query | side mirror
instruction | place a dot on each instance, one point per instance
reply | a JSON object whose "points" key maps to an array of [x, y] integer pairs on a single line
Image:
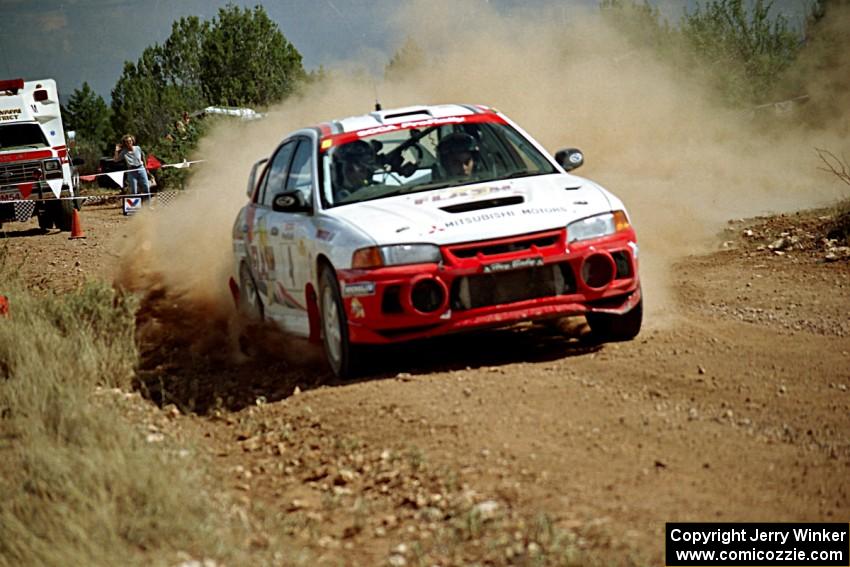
{"points": [[252, 178], [570, 158], [290, 202]]}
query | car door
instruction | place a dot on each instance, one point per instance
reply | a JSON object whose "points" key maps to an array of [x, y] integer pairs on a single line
{"points": [[260, 239], [291, 235]]}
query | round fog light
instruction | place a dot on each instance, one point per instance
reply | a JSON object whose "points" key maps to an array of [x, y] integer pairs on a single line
{"points": [[427, 295], [597, 271]]}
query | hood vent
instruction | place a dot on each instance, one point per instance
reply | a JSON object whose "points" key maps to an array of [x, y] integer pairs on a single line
{"points": [[485, 204]]}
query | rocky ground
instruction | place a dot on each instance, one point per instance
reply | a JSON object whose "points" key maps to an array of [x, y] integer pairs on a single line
{"points": [[519, 446]]}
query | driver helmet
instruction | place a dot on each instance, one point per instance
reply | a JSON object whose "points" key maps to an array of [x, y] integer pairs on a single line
{"points": [[455, 143], [358, 152]]}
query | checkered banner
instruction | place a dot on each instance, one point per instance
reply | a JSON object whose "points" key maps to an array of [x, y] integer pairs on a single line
{"points": [[160, 199], [116, 176]]}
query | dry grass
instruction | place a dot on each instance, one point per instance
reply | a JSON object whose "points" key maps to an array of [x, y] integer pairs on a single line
{"points": [[81, 486]]}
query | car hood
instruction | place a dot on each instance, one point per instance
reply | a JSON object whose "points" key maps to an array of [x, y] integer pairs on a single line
{"points": [[478, 211]]}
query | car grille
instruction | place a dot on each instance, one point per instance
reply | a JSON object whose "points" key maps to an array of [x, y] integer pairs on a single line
{"points": [[491, 248], [22, 172], [484, 290]]}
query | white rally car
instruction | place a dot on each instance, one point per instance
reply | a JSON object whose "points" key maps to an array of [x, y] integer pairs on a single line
{"points": [[422, 221]]}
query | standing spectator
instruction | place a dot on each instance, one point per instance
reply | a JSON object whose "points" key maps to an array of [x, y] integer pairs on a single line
{"points": [[134, 159]]}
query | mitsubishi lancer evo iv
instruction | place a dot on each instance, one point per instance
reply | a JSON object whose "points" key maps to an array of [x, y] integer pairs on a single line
{"points": [[423, 221]]}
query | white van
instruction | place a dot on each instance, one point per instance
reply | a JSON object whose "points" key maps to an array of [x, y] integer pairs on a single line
{"points": [[37, 176]]}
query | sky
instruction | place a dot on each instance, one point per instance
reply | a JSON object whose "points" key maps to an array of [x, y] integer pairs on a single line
{"points": [[74, 41]]}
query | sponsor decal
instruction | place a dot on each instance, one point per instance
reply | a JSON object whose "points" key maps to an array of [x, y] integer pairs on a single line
{"points": [[497, 215], [357, 310], [460, 193], [132, 205], [356, 289], [517, 264]]}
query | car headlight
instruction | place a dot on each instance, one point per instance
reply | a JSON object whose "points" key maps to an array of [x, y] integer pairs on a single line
{"points": [[597, 226], [395, 255]]}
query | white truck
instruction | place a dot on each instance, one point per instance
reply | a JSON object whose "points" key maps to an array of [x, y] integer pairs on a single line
{"points": [[37, 174]]}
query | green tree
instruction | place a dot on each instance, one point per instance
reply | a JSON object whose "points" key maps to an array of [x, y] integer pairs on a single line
{"points": [[746, 48], [88, 115], [246, 61], [822, 70], [144, 102]]}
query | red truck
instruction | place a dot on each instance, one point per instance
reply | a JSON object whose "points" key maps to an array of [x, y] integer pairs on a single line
{"points": [[37, 174]]}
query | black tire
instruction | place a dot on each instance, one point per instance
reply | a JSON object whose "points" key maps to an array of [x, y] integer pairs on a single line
{"points": [[607, 328], [341, 355], [250, 303]]}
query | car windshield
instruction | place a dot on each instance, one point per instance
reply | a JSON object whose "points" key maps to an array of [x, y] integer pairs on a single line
{"points": [[414, 157], [16, 136]]}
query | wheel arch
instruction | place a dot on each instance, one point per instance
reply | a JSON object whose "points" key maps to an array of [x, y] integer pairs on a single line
{"points": [[312, 294]]}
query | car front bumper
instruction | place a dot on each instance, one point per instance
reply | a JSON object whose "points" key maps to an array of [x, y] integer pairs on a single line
{"points": [[492, 283]]}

■ ■ ■ ■ ■

Wherever a line in the entries above holds "white", copy that line.

(Written answer)
query | white rally car
query | white van
query | white truck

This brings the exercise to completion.